REQUIRED WORK: List every player named in the article about Clemson facing Ohio State in the Sugar Bowl.

READING PASSAGE:
---------------

Clemson takes aim at Ohio State in Sugar Bowl

·5 min read

The impact of Ohio State's 29-23 loss to Clemson in the 2019 College Football Playoff semifinal has reverberated for nearly a year among the Buckeyes.

On Jan. 1 they will have an opportunity to create happier memories at the Sugar Bowl in New Orleans when they face the No. 2 Tigers (10-1) in a semifinal matchup for the third time in five seasons.

The Buckeyes (6-0) led 16-0 through 25 minutes last season before Clemson quarterback Trevor Lawrence led the comeback. Still, Ohio State drove to the Tigers' 23 with a chance to potentially win the game until Justin Fields was intercepted in the end zone by Nolan Turner with 37 seconds left in the game.

"Fresh off of that game, it was right on our minds, and something that when we got back to work and winter workouts, January, February, it was right there for us," Ohio State coach Ryan Day said Sunday. "Coming off that game, we just didn't get over it in one day. It took time.

"As we got into spring ball, we started to move forward, and then the quarantine happened. The goal was to get back into the situation. ... And we wanted - once that game was over, we wanted to get back here."

There was even a sign with the score posted in the Buckeyes' weight room - an honor usually reserved for rival Michigan.

After defeating Ohio State, Clemson was denied a second straight national title by losing to LSU. The Tigers also won the CFP title in 2016 following a 31-0 rout of the Buckeyes in the semifinal and they are 4-0 all-time in the series.

"If we're playing Ohio State, it's a playoff," Clemson coach Dabo Swinney said. "Or it was a BCS bowl, back in 2013 in the Orange Bowl. We don't have them on our regular schedule anytime in the near future, so you know it is a big, big postseason game when you play those guys."

The No. 3 Buckeyes will try to establish the run using Trey Sermon, who gained a school and FBS conference championship game-record 331 yards during a 22-10 win over Northwestern in the Big Ten title game on Saturday.

---------------

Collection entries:
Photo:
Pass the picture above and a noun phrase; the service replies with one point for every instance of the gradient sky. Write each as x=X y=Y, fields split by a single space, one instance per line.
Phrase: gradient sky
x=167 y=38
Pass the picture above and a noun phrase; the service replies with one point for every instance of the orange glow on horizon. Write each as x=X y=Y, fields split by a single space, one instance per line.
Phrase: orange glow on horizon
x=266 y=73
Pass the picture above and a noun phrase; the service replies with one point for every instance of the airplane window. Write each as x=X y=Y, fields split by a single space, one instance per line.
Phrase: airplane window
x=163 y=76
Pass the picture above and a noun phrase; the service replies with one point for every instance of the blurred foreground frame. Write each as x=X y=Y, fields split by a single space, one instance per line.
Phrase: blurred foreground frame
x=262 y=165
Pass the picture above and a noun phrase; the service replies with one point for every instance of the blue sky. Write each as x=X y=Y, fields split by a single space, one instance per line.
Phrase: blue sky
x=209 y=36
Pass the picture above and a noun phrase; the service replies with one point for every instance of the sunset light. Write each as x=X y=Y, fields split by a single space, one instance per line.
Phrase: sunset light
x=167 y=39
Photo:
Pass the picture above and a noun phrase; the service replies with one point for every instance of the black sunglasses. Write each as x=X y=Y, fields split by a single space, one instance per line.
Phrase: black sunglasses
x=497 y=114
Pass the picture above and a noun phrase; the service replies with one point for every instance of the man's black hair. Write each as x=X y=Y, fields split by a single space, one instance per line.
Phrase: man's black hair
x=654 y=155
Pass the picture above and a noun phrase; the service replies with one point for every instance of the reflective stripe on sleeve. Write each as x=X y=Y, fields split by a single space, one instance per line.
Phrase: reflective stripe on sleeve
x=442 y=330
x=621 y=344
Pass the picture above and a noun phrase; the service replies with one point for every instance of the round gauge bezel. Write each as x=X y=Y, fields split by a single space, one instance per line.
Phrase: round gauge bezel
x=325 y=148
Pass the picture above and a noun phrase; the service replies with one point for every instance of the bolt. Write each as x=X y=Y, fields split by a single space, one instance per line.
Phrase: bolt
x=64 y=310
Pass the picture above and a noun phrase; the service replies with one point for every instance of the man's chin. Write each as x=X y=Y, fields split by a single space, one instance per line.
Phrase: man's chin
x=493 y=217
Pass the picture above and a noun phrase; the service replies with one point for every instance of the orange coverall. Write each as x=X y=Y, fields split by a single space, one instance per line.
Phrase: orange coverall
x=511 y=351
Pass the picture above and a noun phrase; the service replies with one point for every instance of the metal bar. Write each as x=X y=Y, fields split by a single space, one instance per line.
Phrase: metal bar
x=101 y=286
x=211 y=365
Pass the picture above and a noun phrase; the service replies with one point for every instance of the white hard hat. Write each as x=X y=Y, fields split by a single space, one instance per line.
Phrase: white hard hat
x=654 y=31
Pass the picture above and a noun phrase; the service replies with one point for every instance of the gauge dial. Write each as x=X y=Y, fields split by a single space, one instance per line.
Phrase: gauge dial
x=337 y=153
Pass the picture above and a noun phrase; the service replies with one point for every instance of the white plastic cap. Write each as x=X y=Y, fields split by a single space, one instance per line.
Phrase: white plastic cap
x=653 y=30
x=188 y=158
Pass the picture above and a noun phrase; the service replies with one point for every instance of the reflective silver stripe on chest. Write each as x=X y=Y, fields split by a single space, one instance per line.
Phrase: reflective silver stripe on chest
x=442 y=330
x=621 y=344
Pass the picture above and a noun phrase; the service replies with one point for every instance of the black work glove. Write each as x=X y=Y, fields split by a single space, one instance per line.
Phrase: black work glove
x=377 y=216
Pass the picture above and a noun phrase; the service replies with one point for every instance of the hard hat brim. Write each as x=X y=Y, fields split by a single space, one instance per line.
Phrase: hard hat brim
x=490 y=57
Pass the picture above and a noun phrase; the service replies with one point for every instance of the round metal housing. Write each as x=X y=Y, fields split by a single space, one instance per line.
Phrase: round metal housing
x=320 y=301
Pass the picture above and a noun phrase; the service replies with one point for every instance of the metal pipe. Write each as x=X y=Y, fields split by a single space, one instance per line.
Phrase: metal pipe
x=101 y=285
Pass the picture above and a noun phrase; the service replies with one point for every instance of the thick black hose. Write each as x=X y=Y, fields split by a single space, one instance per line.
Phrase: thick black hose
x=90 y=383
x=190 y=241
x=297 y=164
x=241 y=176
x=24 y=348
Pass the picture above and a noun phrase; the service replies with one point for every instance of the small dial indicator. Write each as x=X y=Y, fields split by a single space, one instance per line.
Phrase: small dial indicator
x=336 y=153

---------------

ANSWER FOR THE TASK: Trevor Lawrence, Justin Fields, Nolan Turner, Trey Sermon